*** DATASET

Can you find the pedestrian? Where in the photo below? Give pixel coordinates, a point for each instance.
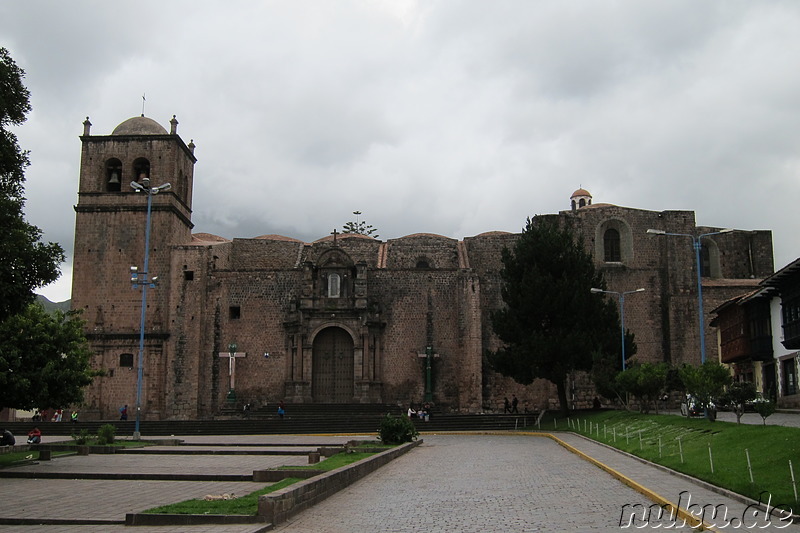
(7, 438)
(35, 436)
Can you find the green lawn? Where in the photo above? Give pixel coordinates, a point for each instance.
(19, 458)
(662, 438)
(248, 504)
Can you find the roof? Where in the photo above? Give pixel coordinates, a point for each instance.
(779, 278)
(141, 125)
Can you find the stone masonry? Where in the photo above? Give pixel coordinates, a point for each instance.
(344, 319)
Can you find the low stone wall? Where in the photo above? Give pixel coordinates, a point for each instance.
(279, 506)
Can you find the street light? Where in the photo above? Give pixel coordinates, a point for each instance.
(621, 296)
(696, 244)
(140, 279)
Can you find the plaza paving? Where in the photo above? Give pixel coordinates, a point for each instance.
(450, 483)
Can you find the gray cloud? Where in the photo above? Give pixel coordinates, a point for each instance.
(444, 117)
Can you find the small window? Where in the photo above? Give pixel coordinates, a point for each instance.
(789, 377)
(611, 245)
(334, 285)
(141, 169)
(126, 360)
(113, 175)
(705, 261)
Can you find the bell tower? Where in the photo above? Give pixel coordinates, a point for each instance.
(110, 226)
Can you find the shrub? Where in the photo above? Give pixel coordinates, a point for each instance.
(81, 438)
(397, 430)
(764, 407)
(105, 435)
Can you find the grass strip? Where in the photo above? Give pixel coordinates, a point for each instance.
(248, 504)
(683, 444)
(21, 458)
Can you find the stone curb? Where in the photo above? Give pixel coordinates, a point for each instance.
(281, 505)
(284, 503)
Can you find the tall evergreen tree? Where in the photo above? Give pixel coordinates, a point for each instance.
(551, 324)
(27, 263)
(44, 359)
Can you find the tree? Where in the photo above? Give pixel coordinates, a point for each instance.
(360, 227)
(646, 382)
(737, 395)
(27, 263)
(705, 383)
(764, 407)
(44, 358)
(551, 324)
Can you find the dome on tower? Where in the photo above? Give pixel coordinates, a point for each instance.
(580, 198)
(139, 126)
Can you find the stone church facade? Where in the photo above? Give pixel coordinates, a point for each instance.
(346, 318)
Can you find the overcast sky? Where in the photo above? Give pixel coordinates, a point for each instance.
(447, 117)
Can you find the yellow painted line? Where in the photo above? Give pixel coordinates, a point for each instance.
(688, 517)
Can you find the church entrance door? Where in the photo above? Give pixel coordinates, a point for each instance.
(332, 367)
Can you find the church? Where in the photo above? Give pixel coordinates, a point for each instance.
(346, 318)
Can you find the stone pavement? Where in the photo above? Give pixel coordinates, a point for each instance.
(501, 482)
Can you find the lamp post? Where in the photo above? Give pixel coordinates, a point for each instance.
(621, 297)
(143, 281)
(697, 245)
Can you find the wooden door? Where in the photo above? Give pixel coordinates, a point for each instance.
(332, 367)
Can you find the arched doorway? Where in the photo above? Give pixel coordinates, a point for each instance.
(332, 367)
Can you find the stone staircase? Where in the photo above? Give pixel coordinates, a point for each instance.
(299, 419)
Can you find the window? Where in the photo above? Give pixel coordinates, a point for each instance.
(141, 169)
(113, 175)
(705, 261)
(334, 285)
(611, 245)
(789, 377)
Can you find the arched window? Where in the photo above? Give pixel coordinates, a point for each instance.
(611, 246)
(334, 285)
(705, 261)
(113, 175)
(141, 169)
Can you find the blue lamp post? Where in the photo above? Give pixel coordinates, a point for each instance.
(143, 281)
(697, 245)
(621, 296)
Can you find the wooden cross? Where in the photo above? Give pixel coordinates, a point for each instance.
(429, 354)
(232, 354)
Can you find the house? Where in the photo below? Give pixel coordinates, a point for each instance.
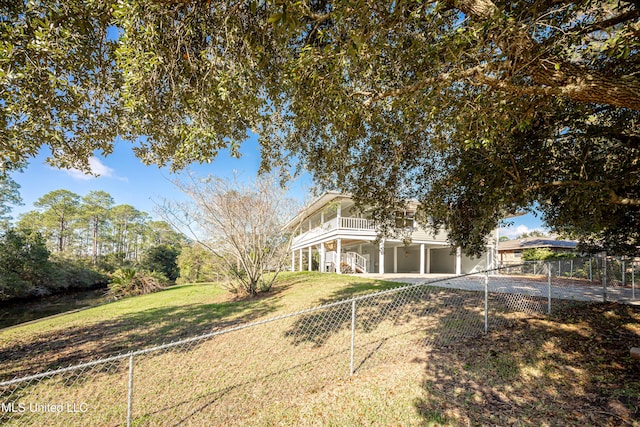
(511, 250)
(333, 236)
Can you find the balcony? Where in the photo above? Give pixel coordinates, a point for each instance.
(336, 225)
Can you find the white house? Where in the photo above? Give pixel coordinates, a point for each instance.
(331, 235)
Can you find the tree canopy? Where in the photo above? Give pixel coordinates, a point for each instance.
(476, 108)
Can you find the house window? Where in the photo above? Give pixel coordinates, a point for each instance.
(404, 220)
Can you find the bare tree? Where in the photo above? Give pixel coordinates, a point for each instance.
(240, 223)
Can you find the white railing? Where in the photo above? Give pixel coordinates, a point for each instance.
(356, 223)
(346, 223)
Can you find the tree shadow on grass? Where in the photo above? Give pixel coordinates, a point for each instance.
(570, 369)
(126, 333)
(421, 306)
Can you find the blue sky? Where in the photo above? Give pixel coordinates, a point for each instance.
(129, 181)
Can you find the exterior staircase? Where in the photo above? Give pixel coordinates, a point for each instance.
(350, 262)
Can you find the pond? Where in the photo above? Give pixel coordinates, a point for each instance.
(20, 311)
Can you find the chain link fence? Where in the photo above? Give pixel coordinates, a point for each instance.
(229, 377)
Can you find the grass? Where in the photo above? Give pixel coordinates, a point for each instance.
(569, 369)
(175, 313)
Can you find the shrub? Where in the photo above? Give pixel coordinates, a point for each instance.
(129, 282)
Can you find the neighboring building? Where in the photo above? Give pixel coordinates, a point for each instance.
(511, 250)
(333, 236)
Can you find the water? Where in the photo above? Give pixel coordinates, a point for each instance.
(16, 312)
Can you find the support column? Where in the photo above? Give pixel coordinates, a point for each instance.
(395, 259)
(323, 259)
(300, 260)
(339, 250)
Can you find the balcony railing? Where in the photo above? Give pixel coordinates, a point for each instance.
(346, 223)
(356, 223)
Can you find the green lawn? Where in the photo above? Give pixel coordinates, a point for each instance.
(175, 313)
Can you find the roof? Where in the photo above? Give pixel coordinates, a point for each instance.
(536, 242)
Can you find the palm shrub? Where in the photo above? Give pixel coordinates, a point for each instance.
(129, 281)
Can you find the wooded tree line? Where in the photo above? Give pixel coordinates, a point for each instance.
(73, 242)
(93, 226)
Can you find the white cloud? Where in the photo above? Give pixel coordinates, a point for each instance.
(98, 169)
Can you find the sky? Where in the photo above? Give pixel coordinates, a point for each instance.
(129, 181)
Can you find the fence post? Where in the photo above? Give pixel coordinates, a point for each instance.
(353, 333)
(130, 394)
(549, 290)
(604, 277)
(571, 268)
(486, 302)
(633, 279)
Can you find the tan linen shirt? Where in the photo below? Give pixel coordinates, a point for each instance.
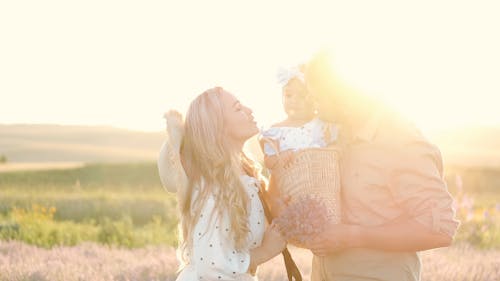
(388, 171)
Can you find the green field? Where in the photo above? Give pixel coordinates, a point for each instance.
(125, 205)
(117, 204)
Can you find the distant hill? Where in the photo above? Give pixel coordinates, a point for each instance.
(53, 143)
(478, 146)
(57, 143)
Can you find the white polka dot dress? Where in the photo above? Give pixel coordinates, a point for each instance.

******

#### [EXERCISE GOAL]
Extract, verbatim and alone, the lines from the line that contains "Can you find the sky?" to the last line of the records, inclusive; drop any picture.

#### [EXPECTED ANSWER]
Can you find the sky? Where in the photo above? Give pixel coordinates, a point for each instance.
(129, 181)
Can you find the fence post? Where in the photo above? Give pixel coordinates, a point for each instance.
(353, 333)
(130, 394)
(549, 290)
(604, 277)
(571, 268)
(486, 302)
(633, 279)
Can you find the tan linen shirt? Where in the photo below? Give pixel coordinates, a point for each instance.
(388, 171)
Can you find the green field? Where in the photo above? Give pixel coordinates, a point for each instance.
(125, 205)
(117, 204)
Can you find the distant hill? Where in the photo above? Give pixel coordinates, a point for each instance.
(53, 143)
(478, 146)
(57, 143)
Can you find the white polka dot dress? Where in the photo above? Give pixel coordinates, a point for each instance.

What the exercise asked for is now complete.